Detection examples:
[start]

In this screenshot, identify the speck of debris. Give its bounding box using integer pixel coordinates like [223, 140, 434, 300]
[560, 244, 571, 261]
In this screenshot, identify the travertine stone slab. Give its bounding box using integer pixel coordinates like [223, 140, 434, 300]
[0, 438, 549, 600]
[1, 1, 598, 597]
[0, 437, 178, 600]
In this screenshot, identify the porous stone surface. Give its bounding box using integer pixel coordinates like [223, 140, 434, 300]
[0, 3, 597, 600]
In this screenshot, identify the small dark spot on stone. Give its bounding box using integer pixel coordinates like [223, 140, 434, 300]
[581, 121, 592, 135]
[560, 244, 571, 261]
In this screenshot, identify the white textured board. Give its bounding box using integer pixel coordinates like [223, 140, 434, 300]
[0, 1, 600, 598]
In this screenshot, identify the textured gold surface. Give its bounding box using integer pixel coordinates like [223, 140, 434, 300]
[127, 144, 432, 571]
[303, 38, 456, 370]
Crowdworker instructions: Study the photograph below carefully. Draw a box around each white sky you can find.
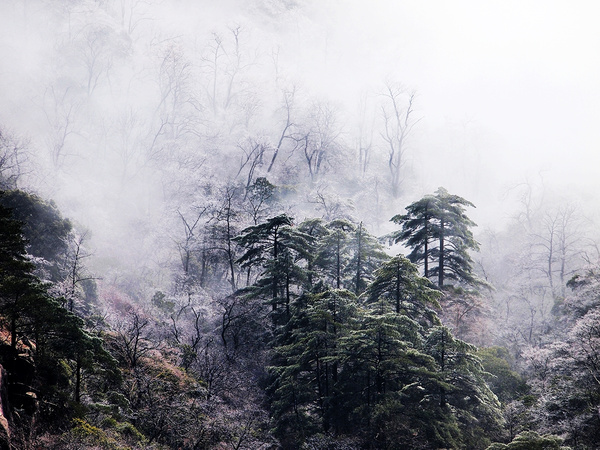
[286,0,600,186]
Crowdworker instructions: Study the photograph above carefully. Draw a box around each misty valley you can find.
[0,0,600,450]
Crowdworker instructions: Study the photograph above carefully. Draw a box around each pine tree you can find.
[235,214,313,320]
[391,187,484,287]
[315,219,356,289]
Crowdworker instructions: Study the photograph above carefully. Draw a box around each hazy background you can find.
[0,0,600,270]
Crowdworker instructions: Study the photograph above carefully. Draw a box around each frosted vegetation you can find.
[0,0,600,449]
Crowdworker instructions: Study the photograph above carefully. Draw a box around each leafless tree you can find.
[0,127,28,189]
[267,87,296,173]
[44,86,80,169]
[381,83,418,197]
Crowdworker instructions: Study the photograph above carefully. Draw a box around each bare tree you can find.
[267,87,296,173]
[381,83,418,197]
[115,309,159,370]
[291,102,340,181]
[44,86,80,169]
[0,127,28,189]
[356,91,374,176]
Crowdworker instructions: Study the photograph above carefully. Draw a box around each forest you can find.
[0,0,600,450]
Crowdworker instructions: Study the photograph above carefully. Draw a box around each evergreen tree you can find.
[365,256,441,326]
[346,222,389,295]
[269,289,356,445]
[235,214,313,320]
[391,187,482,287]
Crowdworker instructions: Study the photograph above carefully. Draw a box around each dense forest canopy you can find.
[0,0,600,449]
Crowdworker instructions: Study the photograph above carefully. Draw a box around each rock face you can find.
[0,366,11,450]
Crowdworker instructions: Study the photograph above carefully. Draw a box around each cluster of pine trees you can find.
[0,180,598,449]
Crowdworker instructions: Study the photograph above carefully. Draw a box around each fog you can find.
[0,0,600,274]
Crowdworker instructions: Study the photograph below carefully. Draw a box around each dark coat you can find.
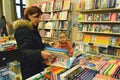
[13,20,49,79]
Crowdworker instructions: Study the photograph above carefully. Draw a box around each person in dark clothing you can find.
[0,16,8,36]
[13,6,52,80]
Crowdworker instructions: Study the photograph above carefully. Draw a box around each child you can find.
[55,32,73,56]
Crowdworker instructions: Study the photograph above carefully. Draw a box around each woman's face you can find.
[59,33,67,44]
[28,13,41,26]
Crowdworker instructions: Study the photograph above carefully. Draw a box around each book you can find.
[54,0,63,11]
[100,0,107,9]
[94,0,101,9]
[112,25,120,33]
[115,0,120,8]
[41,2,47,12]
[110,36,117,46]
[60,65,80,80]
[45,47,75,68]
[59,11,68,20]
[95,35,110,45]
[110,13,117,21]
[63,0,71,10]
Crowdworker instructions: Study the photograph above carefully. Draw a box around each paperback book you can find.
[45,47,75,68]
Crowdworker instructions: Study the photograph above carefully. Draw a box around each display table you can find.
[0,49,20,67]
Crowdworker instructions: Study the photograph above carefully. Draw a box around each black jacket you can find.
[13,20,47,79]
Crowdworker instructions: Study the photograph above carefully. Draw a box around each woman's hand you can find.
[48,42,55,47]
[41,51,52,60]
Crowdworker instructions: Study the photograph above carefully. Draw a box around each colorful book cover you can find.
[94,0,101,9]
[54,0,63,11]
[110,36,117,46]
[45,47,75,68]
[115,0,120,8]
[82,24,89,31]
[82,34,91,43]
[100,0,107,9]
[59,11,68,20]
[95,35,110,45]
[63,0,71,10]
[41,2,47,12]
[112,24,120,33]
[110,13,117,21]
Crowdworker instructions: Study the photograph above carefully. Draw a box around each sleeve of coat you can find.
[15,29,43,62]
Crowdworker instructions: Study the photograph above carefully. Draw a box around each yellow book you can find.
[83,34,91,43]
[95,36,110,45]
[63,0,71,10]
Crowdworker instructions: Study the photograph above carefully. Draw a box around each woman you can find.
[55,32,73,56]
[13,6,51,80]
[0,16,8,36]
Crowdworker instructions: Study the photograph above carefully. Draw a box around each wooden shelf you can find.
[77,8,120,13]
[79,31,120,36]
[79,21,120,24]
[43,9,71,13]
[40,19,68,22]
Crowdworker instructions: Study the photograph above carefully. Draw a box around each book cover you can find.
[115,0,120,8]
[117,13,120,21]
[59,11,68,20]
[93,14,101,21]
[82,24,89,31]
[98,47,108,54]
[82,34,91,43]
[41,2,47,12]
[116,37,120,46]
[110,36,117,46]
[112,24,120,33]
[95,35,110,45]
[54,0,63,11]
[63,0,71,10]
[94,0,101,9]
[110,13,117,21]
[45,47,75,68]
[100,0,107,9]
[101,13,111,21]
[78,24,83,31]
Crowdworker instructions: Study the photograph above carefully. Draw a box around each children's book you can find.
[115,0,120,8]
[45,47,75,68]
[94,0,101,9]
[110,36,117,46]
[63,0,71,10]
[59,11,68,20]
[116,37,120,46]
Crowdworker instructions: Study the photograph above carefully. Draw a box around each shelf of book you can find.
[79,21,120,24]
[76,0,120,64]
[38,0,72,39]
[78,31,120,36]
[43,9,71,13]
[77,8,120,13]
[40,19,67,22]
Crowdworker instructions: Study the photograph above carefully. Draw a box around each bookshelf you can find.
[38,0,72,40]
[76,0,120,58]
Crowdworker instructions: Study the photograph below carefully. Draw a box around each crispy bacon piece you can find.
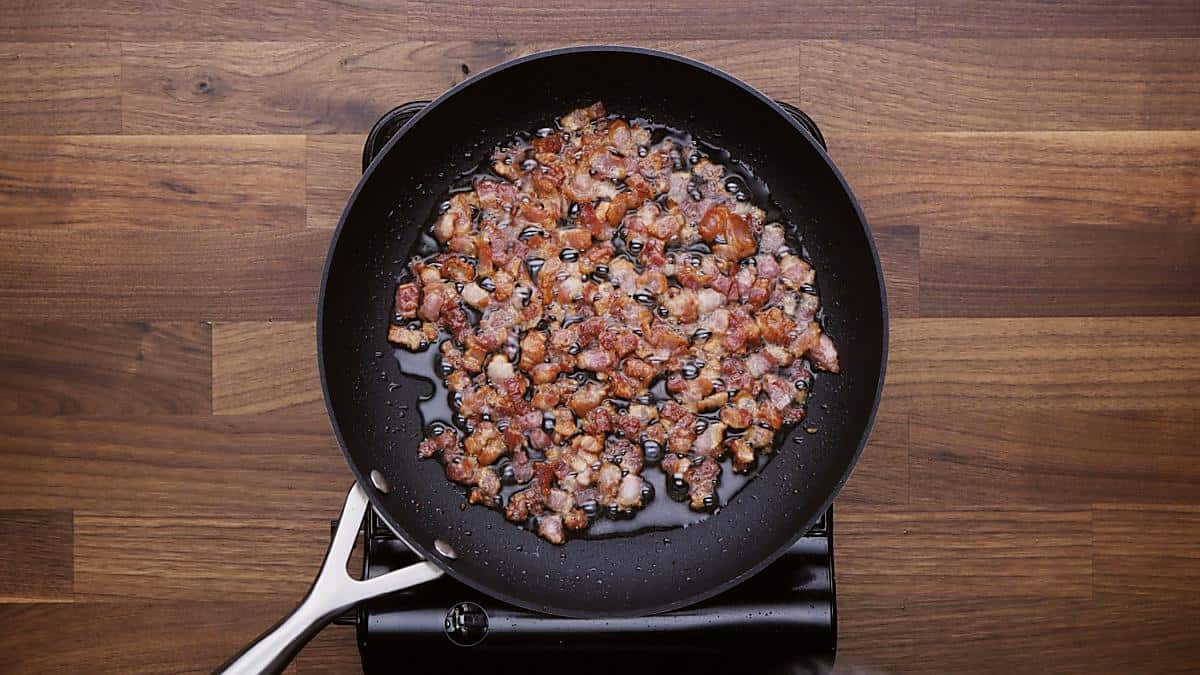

[end]

▶ Task objective
Can you render all the rows above as a Markdown table with a "Line" column for the row number and a "Text" column for the line, omitting blank lines and leaving out the pictures?

▶ Completed task
| Line | Text |
|---|---|
| 1 | In this screenshot, identify the speck of debris. Give its bounding box using integer pixel coordinates like [223, 140, 434, 300] |
| 2 | [560, 244, 571, 261] |
| 3 | In this screenshot, identify the travertine stone slab. Give its bounding box using integer pixel coordinates like [223, 140, 434, 300] |
| 4 | [0, 438, 549, 600] |
| 5 | [1, 1, 598, 597] |
| 6 | [0, 437, 178, 600] |
| 7 | In this screenshot, identify the porous stone surface. Give its bounding box using integer pixel coordinates like [223, 140, 434, 300] |
| 8 | [0, 3, 597, 600] |
| 9 | In this screenshot, identify the small dark spot on stone. Give its bounding box using integer pixel coordinates like [223, 140, 434, 300] |
| 10 | [581, 121, 592, 135] |
| 11 | [560, 244, 571, 261] |
| 12 | In this screenshot, identify the white textured board. Give its bounding box using integer pixel coordinates like [223, 140, 434, 300] |
| 13 | [0, 1, 600, 598] |
| 14 | In this screenshot, identify the textured gold surface. Give its bounding box using integer pixel coordinates like [223, 140, 434, 300] |
| 15 | [127, 144, 432, 571] |
| 16 | [303, 38, 456, 370] |
| 17 | Crowdworker instructions: Study the photograph below carefully. Draw a box around each white sky you can find. |
| 18 | [286,0,600,186] |
| 19 | Crowdworker instructions: Study the photograph above carefully. Draw a box around each misty valley you can find. |
| 20 | [0,0,600,450] |
| 21 | Crowdworker instructions: Study the photograph above carefully. Draw a box around each pine tree you can find. |
| 22 | [235,214,313,320] |
| 23 | [391,187,484,287] |
| 24 | [315,219,356,289] |
| 25 | Crowdworker instructions: Study the photograph above carefully. Draw a box around each hazy background you can find. |
| 26 | [0,0,600,270] |
| 27 | Crowdworker instructions: Study the photograph above carefully. Draw a box around each frosted vegetation you can find. |
| 28 | [0,0,600,449] |
| 29 | Crowdworker instructions: Study the photograph above carefully. Draw a box around each leafless tree you can find. |
| 30 | [0,127,28,189] |
| 31 | [267,87,296,173] |
| 32 | [44,86,80,169] |
| 33 | [381,83,418,197] |
| 34 | Crowdworker instructions: Study the photograph above carefully. Draw a box around each bare tree you can find. |
| 35 | [267,87,296,173] |
| 36 | [381,83,418,197] |
| 37 | [115,309,159,370] |
| 38 | [291,102,340,181] |
| 39 | [44,86,80,169] |
| 40 | [0,127,28,189] |
| 41 | [356,91,374,176] |
| 42 | Crowdworker instructions: Study the photograph above carefully. Draw a box around each forest you can find. |
| 43 | [0,0,600,450] |
| 44 | Crowdworker instructions: Study the photograph above carefully. Draw a box around each evergreen tree you can find. |
| 45 | [365,256,441,326] |
| 46 | [346,222,389,295] |
| 47 | [269,289,356,445] |
| 48 | [235,214,313,320] |
| 49 | [391,187,482,287] |
| 50 | Crowdworker instructions: Study the photograph above carefully. Draw a box around each dense forest canopy you can find. |
| 51 | [0,0,600,449] |
| 52 | Crowdworker instructions: Study the photograph above carefully. Draw a box around each rock face you can find. |
| 53 | [0,366,11,450] |
| 54 | Crowdworker instructions: Study the photograph above carefully. Draw a box around each cluster of pine trees you can find. |
| 55 | [0,180,598,449] |
| 56 | Crowdworker instructions: Study the photograph above carefully. Draw a box around each fog you can find. |
| 57 | [0,0,600,274] |
| 58 | Crowdworker instructions: Study the photograph below carefully. Draw a box around each dark coat you can find. |
| 59 | [13,20,49,79] |
| 60 | Crowdworker instructions: Study the photograph above carefully. Draw a box around each person in dark clothing you can find. |
| 61 | [0,16,8,36] |
| 62 | [13,6,52,80] |
| 63 | Crowdworker instructions: Study the photograph above carefully. Draw a box around each child you can find. |
| 64 | [55,32,73,56] |
| 65 | Crowdworker instructions: Study the photograph above carefully. Draw a box around each woman's face you can find. |
| 66 | [59,33,67,44] |
| 67 | [28,13,41,26] |
| 68 | Crowdworker instructions: Study the photograph above carefully. Draw a box around each book you can find. |
| 69 | [54,0,63,11] |
| 70 | [100,0,107,9] |
| 71 | [94,0,101,9] |
| 72 | [112,25,120,33] |
| 73 | [115,0,120,8] |
| 74 | [41,2,47,12] |
| 75 | [110,36,117,46] |
| 76 | [60,65,80,80] |
| 77 | [45,47,75,68] |
| 78 | [59,11,68,20] |
| 79 | [95,35,110,45] |
| 80 | [110,13,117,21] |
| 81 | [63,0,71,10] |
| 82 | Crowdworker instructions: Study the photograph above carefully. Draw a box around each paperback book you can find. |
| 83 | [45,47,75,68] |
| 84 | Crowdworker instructions: Study the photograph above carefully. Draw a box around each display table you can find. |
| 85 | [0,49,20,67] |
| 86 | Crowdworker instructions: Study the photograph above carefully. Draw a box around each black jacket you can find. |
| 87 | [13,20,47,79] |
| 88 | Crowdworker instructions: Study the photograph above carefully. Draw a box around each woman's hand you can find. |
| 89 | [48,42,55,47] |
| 90 | [41,51,52,60] |
| 91 | Crowdworker instructions: Study the photograph above carefully. Draw a box around each colorful book cover you can find. |
| 92 | [94,0,101,9] |
| 93 | [54,0,63,11] |
| 94 | [110,36,117,46] |
| 95 | [45,47,75,68] |
| 96 | [115,0,120,8] |
| 97 | [82,24,89,31] |
| 98 | [82,34,91,43] |
| 99 | [100,0,107,9] |
| 100 | [59,11,68,20] |
| 101 | [95,35,110,45] |
| 102 | [63,0,71,10] |
| 103 | [41,2,47,12] |
| 104 | [112,24,120,33] |
| 105 | [110,13,117,21] |
| 106 | Crowdworker instructions: Study the photograph above carefully. Draw a box around each sleeve of coat you can find. |
| 107 | [15,29,43,62] |
| 108 | Crowdworker instructions: Study the photograph above carefully. Draw a box around each yellow book you can find. |
| 109 | [83,34,91,43] |
| 110 | [95,36,110,45] |
| 111 | [63,0,71,10] |
| 112 | Crowdworker instructions: Study the photograph above carefully. Draw a box around each woman you can find. |
| 113 | [55,32,73,56] |
| 114 | [13,6,51,80] |
| 115 | [0,16,8,36] |
| 116 | Crowdworker instructions: Study the photograph above carefully. Draw a box around each wooden shelf you can find. |
| 117 | [77,8,120,13] |
| 118 | [79,31,120,36] |
| 119 | [79,21,120,24] |
| 120 | [43,9,71,13] |
| 121 | [40,19,68,22] |
| 122 | Crowdworker instructions: Study the photograph above carefully. Draw a box around each book cover you can find. |
| 123 | [115,0,120,8] |
| 124 | [117,13,120,21] |
| 125 | [59,11,68,20] |
| 126 | [93,14,101,21] |
| 127 | [82,24,89,31] |
| 128 | [98,47,108,54] |
| 129 | [82,34,91,43] |
| 130 | [41,2,47,12] |
| 131 | [116,37,120,46] |
| 132 | [110,36,117,46] |
| 133 | [112,24,120,33] |
| 134 | [95,35,110,45] |
| 135 | [54,0,63,11] |
| 136 | [63,0,71,10] |
| 137 | [94,0,101,9] |
| 138 | [110,13,117,21] |
| 139 | [45,47,75,68] |
| 140 | [100,0,107,9] |
| 141 | [101,13,111,21] |
| 142 | [78,24,83,31] |
| 143 | Crowdworker instructions: Study the photograph above carefully. Draw a box around each children's book you can find. |
| 144 | [115,0,120,8] |
| 145 | [45,47,75,68] |
| 146 | [94,0,101,9] |
| 147 | [110,36,117,46] |
| 148 | [63,0,71,10] |
| 149 | [59,11,68,20] |
| 150 | [116,37,120,46] |
| 151 | Crowdworker instructions: Study the photograph above carefully. Draw a box around each shelf of book you can find. |
| 152 | [79,21,120,24] |
| 153 | [76,0,120,64] |
| 154 | [38,0,72,39] |
| 155 | [78,31,120,36] |
| 156 | [43,9,71,13] |
| 157 | [77,8,120,13] |
| 158 | [40,19,67,22] |
| 159 | Crowdworker instructions: Study the photograph above carefully. Draw a box around each bookshelf you can find. |
| 160 | [38,0,72,40] |
| 161 | [76,0,120,58] |
| 162 | Crowdworker instructions: Study the photograph below carefully. Draw a box around each crispy bacon piece you can find. |